-- begin SUPPLIED DATA --

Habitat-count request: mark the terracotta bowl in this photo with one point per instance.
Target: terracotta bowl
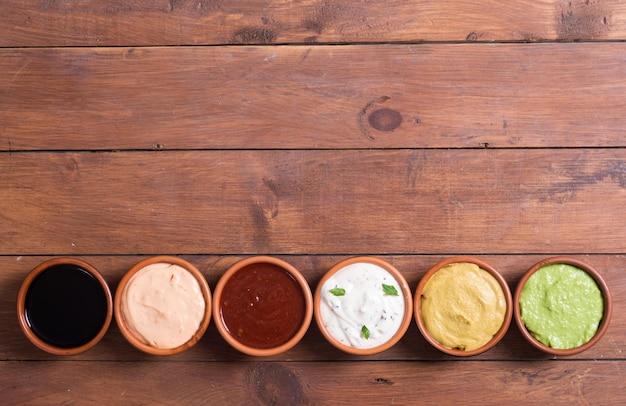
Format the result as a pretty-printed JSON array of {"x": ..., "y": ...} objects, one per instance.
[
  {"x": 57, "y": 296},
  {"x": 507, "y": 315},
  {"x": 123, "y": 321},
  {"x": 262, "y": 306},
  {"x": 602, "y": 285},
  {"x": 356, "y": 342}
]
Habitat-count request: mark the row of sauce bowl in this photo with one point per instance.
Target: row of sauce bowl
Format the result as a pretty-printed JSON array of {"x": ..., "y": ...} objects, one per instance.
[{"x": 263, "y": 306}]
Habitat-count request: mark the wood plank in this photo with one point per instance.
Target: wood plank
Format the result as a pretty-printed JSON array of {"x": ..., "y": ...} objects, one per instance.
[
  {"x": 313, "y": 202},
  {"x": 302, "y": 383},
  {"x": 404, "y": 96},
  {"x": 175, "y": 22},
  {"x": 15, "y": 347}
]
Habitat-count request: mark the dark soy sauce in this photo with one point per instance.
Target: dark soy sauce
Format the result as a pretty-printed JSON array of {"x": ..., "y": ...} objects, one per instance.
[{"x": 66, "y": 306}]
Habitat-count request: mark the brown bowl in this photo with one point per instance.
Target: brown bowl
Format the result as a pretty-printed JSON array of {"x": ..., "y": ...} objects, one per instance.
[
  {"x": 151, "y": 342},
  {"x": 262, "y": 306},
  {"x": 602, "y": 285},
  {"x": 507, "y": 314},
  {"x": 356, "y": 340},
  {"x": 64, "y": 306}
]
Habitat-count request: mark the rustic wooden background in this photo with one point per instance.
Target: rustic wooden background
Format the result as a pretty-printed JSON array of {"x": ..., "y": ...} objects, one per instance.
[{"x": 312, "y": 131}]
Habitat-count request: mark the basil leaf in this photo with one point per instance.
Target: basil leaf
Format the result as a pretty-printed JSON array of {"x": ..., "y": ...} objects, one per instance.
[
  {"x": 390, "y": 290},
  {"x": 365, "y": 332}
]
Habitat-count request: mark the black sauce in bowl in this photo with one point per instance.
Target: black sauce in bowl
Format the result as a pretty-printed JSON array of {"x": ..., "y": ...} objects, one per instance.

-- end SUPPLIED DATA --

▶ EXERCISE: Repeat all the records above exactly, leaving out any pictures.

▶ ANSWER:
Habitat-count request: mark the terracotta bowl in this photo with one point per instance.
Target: terracotta bowl
Format the result as a pretty-printed JSON array of {"x": ..., "y": ...} objects, one per instance.
[
  {"x": 57, "y": 296},
  {"x": 507, "y": 315},
  {"x": 123, "y": 321},
  {"x": 262, "y": 306},
  {"x": 602, "y": 285},
  {"x": 356, "y": 342}
]
Habitat-count request: mark the row of sauce bowl in this photo with one point per instance.
Target: row of sauce bowl
Format the result as a pretty-printed JSON array of {"x": ..., "y": ...} objects, one per instance.
[{"x": 263, "y": 306}]
Habitat-count request: mark the wood plank in this photo with one point per instance.
Target: wood plank
Format the result as a pretty-printed JSON array of {"x": ..., "y": ...} objects, one per instance.
[
  {"x": 313, "y": 202},
  {"x": 302, "y": 383},
  {"x": 404, "y": 96},
  {"x": 175, "y": 22},
  {"x": 15, "y": 347}
]
Habitat-count request: mark the dark soy sauce in this photo with one point per instance.
Target: dark soy sauce
Format the result as a pretty-printed JSON array of {"x": ..., "y": ...} objects, one per instance.
[{"x": 66, "y": 306}]
Habitat-count request: mark the brown bowl in this photo with one point per instance.
Target: brown bowl
Format the result as a pretty-printed JSON array of {"x": ..., "y": ...} objects, one per instance.
[
  {"x": 151, "y": 342},
  {"x": 262, "y": 306},
  {"x": 602, "y": 285},
  {"x": 507, "y": 314},
  {"x": 356, "y": 340},
  {"x": 64, "y": 306}
]
Habitat-count request: mark the rustic wooden background in this photo with one point per instance.
Target: rustic wooden background
Format the result as a pretty-printed JSON array of {"x": ..., "y": ...} objects, one per instance.
[{"x": 312, "y": 131}]
Habitat-count request: mark the basil leaf in this photo with one point per instance.
Target: basil leaf
Format the result as a pretty-printed JSON array of {"x": ..., "y": ...} objects, one per instance.
[
  {"x": 390, "y": 290},
  {"x": 365, "y": 332}
]
Habitat-count request: mark the black sauce in bowl in this photo with one point per instance.
Target: black sauce in bowl
Format the result as a pretty-printed JSON array of {"x": ..., "y": ...} objects, one per instance.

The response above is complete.